• _PROBLEM STATEMENT_: Can you output, as a numbered list with blank lines omitted, only the lines of the material between the line holding "small building, one point per instance." and the line holding "[[1294, 602]]", inclusive?

Start PROVIDED ENTRIES

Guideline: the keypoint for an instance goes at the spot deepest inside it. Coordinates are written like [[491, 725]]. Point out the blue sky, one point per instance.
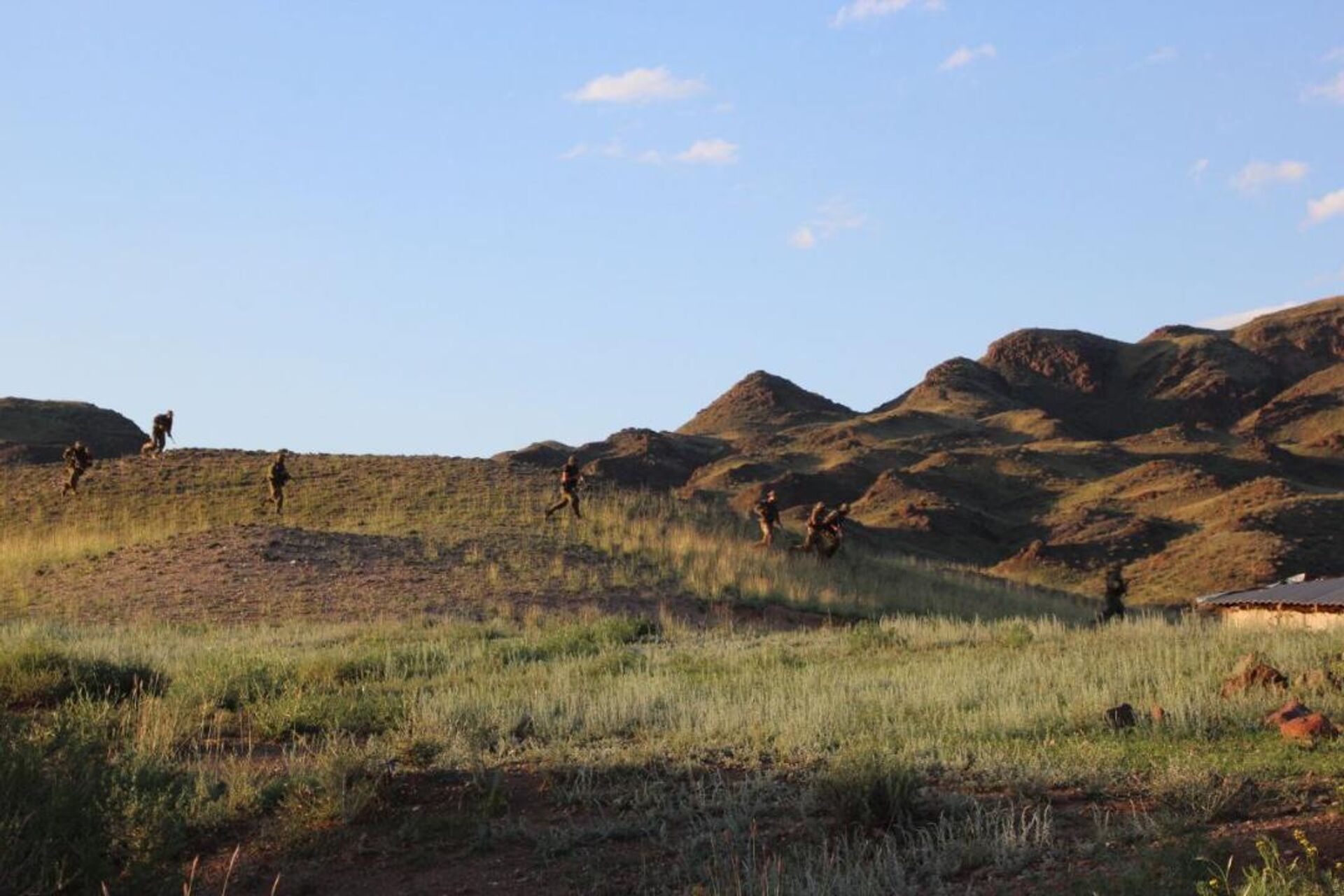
[[456, 229]]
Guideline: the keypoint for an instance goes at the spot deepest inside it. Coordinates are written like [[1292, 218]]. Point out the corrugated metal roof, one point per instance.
[[1322, 593]]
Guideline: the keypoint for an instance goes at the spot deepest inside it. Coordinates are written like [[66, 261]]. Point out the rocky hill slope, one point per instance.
[[38, 431], [1203, 460]]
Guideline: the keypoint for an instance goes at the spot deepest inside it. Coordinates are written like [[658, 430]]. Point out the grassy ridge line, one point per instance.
[[643, 542]]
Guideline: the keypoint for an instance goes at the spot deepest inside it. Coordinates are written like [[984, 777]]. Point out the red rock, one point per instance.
[[1308, 729], [1289, 711]]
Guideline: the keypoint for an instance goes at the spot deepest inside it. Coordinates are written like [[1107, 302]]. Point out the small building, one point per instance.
[[1294, 602]]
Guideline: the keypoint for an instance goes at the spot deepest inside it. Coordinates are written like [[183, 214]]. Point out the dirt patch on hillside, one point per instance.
[[268, 573]]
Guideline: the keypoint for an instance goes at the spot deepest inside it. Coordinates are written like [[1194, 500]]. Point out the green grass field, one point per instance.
[[897, 729]]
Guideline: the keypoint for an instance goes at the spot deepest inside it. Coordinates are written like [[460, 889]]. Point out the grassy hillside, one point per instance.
[[1054, 456], [191, 536], [616, 754], [413, 682], [38, 431]]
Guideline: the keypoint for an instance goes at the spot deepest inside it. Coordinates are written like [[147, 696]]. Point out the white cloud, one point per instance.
[[702, 152], [1237, 318], [708, 152], [1160, 55], [638, 85], [1331, 90], [859, 10], [1326, 207], [803, 238], [1262, 174], [965, 55], [834, 216]]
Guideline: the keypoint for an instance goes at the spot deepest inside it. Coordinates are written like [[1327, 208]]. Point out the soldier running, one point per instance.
[[832, 531], [78, 458], [1116, 592], [162, 431], [276, 477], [570, 482], [768, 514], [815, 522]]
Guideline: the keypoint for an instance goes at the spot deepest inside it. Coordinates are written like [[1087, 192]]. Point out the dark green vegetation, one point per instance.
[[1203, 460], [38, 431], [414, 684]]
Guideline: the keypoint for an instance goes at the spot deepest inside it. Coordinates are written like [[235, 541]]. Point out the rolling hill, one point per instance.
[[1203, 460]]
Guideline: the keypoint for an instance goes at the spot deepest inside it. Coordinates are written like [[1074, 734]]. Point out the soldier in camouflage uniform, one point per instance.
[[1113, 605], [570, 482], [276, 477], [78, 458], [832, 531], [160, 431], [815, 522], [768, 514]]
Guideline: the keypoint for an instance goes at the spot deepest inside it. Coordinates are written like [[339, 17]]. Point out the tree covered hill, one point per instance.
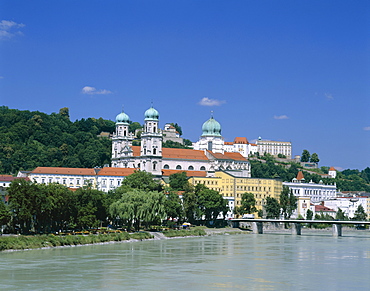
[[32, 139], [347, 180]]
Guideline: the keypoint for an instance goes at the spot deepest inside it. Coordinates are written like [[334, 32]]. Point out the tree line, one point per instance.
[[139, 202]]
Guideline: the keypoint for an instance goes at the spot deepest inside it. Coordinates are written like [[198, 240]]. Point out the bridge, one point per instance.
[[257, 224]]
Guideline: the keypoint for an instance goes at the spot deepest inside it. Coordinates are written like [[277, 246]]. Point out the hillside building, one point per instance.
[[316, 192]]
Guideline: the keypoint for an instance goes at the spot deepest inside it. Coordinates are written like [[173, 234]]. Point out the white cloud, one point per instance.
[[8, 29], [92, 91], [281, 117], [210, 102], [329, 96]]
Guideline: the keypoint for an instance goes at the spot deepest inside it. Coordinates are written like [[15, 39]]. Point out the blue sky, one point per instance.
[[284, 70]]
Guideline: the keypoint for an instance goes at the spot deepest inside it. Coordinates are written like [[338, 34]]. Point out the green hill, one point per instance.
[[31, 139]]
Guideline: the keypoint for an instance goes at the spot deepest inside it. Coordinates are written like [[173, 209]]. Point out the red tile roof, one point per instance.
[[235, 156], [9, 178], [188, 173], [323, 208], [121, 172], [183, 154], [241, 140], [64, 171], [300, 176], [228, 156]]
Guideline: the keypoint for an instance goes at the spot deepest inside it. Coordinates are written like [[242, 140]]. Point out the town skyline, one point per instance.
[[290, 72]]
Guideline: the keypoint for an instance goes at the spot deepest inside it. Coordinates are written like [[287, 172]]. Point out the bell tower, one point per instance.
[[151, 144]]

End PROVIDED ENTRIES

• _THE ANSWER_:
1. Guideline: the keypoint for an instance goes at the spot deepest inside it. Coordinates are written like [[1107, 302]]. Point out the small building, one point per instance.
2. [[1294, 602]]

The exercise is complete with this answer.